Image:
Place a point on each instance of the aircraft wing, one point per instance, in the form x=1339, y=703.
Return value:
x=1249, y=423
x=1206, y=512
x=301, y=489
_ _ _ _
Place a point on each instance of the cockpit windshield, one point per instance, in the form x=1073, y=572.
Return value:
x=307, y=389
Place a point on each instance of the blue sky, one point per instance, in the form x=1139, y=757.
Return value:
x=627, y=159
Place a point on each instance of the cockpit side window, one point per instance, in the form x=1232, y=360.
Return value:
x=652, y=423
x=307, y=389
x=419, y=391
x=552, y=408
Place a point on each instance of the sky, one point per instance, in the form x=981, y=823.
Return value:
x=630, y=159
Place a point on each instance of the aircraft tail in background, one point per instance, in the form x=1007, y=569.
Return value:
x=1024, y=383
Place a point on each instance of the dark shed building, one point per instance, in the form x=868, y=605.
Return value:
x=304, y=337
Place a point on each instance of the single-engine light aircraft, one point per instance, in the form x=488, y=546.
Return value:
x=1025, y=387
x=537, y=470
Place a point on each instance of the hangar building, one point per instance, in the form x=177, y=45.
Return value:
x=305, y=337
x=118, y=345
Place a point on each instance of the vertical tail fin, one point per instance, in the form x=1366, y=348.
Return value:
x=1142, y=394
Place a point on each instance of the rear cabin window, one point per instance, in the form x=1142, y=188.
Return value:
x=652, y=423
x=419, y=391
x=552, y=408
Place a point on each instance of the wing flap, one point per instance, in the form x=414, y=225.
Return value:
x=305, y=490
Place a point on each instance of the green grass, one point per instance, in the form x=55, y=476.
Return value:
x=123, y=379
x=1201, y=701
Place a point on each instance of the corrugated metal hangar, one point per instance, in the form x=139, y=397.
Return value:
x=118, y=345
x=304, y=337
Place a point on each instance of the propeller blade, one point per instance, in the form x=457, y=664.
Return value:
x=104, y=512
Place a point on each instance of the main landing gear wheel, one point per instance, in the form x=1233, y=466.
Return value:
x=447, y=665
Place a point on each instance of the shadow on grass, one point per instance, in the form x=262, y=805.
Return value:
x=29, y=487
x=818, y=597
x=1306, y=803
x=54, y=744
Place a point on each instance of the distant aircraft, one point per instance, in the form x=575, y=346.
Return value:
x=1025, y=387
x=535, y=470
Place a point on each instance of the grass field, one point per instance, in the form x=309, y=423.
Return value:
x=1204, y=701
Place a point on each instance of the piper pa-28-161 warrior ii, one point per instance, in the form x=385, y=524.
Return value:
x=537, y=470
_ _ _ _
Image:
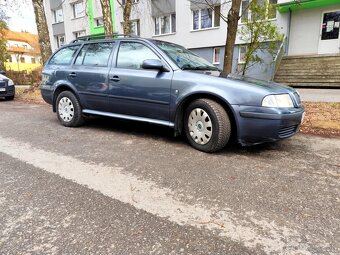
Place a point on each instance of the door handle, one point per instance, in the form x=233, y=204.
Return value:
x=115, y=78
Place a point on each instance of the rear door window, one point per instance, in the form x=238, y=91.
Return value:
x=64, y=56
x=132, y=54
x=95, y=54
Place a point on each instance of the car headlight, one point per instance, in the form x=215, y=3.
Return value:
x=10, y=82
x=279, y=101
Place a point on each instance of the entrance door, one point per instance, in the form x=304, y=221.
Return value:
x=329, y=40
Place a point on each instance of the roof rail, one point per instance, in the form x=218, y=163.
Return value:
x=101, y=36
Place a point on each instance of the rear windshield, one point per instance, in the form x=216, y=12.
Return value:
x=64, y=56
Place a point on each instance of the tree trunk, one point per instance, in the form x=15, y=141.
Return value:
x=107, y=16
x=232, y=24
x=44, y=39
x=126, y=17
_ _ _ _
TASK PROMPT
Copy each line from the records above that includes the string "windshield".

ANSWER TO THIS EXERCISE
Place a point on each instance of the cockpit windshield, one point per instance, in the form x=1073, y=572.
Place a point on each instance of the rear windshield, one point per instance, in the form x=216, y=12.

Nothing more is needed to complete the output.